*** Begin section ***

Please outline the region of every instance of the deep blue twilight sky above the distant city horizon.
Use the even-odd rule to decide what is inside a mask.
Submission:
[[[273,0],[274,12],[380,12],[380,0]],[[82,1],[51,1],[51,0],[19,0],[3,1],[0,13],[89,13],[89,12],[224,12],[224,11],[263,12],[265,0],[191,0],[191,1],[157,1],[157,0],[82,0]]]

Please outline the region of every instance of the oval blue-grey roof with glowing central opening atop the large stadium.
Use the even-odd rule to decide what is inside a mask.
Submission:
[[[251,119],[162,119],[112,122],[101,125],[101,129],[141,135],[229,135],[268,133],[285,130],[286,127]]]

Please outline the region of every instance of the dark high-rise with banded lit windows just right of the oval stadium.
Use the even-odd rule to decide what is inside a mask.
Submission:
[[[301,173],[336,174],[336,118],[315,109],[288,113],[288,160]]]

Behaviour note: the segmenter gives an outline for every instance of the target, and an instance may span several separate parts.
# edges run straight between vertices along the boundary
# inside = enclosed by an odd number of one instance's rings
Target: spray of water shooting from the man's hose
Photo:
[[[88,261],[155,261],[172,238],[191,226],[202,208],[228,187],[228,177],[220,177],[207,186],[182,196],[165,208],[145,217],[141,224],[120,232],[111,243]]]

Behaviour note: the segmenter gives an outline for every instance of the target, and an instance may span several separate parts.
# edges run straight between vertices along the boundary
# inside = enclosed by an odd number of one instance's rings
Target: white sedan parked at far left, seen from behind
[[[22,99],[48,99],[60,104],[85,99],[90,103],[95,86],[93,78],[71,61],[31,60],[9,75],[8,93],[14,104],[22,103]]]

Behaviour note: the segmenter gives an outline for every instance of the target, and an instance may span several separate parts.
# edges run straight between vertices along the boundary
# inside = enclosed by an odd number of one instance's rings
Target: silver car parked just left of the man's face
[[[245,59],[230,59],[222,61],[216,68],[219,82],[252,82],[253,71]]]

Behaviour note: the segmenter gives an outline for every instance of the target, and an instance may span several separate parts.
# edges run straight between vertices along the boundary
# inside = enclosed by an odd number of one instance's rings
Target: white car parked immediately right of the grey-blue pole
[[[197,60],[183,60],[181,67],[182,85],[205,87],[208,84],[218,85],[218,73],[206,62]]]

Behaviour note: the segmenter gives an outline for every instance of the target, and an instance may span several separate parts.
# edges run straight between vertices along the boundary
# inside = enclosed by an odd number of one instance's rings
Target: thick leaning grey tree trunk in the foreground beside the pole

*** End section ***

Problem to solve
Reproduce the data shown above with every line intact.

Your response
Please outline the region of every instance of the deep blue twilight sky above the distant city horizon.
Use the even-odd rule to decide what is inside a mask.
Submission:
[[[273,0],[274,12],[380,12],[380,0]],[[82,1],[51,1],[51,0],[19,0],[3,1],[0,13],[89,13],[89,12],[224,12],[224,11],[263,12],[265,0],[191,0],[191,1],[157,1],[157,0],[82,0]]]

Please outline the region of every instance of the oval blue-grey roof with glowing central opening atop the large stadium.
Use the even-odd rule to decide what is inside a mask.
Submission:
[[[251,119],[162,119],[112,122],[101,125],[101,129],[141,135],[229,135],[268,133],[285,130],[286,127]]]

Please outline the region of every instance of the dark high-rise with banded lit windows just right of the oval stadium.
Use the even-odd rule to decide what is inside a mask.
Submission:
[[[301,173],[336,174],[336,118],[315,109],[288,113],[288,160]]]

Behaviour note: the segmenter gives an outline for every instance of the target, and an instance may span several separate parts.
# edges run straight between vertices along the boundary
# inside = enclosed by an odd number of one instance's rings
Target: spray of water shooting from the man's hose
Photo:
[[[88,261],[155,261],[172,238],[191,226],[202,208],[228,187],[228,177],[220,177],[207,186],[182,196],[165,208],[145,217],[141,224],[120,232],[111,243]]]

Behaviour note: the segmenter gives an outline for every instance of the target, and an instance may span several separate parts.
# edges run straight between vertices along the boundary
# inside = enclosed by an odd number of one instance's rings
Target: white sedan parked at far left, seen from behind
[[[22,99],[48,99],[60,104],[85,99],[90,103],[95,86],[93,78],[71,61],[31,60],[9,75],[8,93],[14,104],[22,103]]]

Behaviour note: the segmenter gives an outline for every instance of the target, and an instance may span several separate parts.
# edges run straight between vertices along the boundary
# inside = enclosed by an odd number of one instance's rings
Target: silver car parked just left of the man's face
[[[245,59],[230,59],[222,61],[216,68],[219,82],[252,82],[253,71]]]

Behaviour note: the segmenter gives an outline for every instance of the target, and an instance may span several separate parts.
# edges run straight between vertices along the boundary
# inside = enclosed by an odd number of one instance's rings
Target: white car parked immediately right of the grey-blue pole
[[[197,60],[183,60],[181,67],[182,85],[205,87],[208,84],[218,85],[218,73],[206,62]]]

Behaviour note: the segmenter gives an outline for every instance of the target, and an instance may span several separate parts.
# edges run straight between vertices along the boundary
# inside = enclosed by an odd number of one instance's rings
Target: thick leaning grey tree trunk in the foreground beside the pole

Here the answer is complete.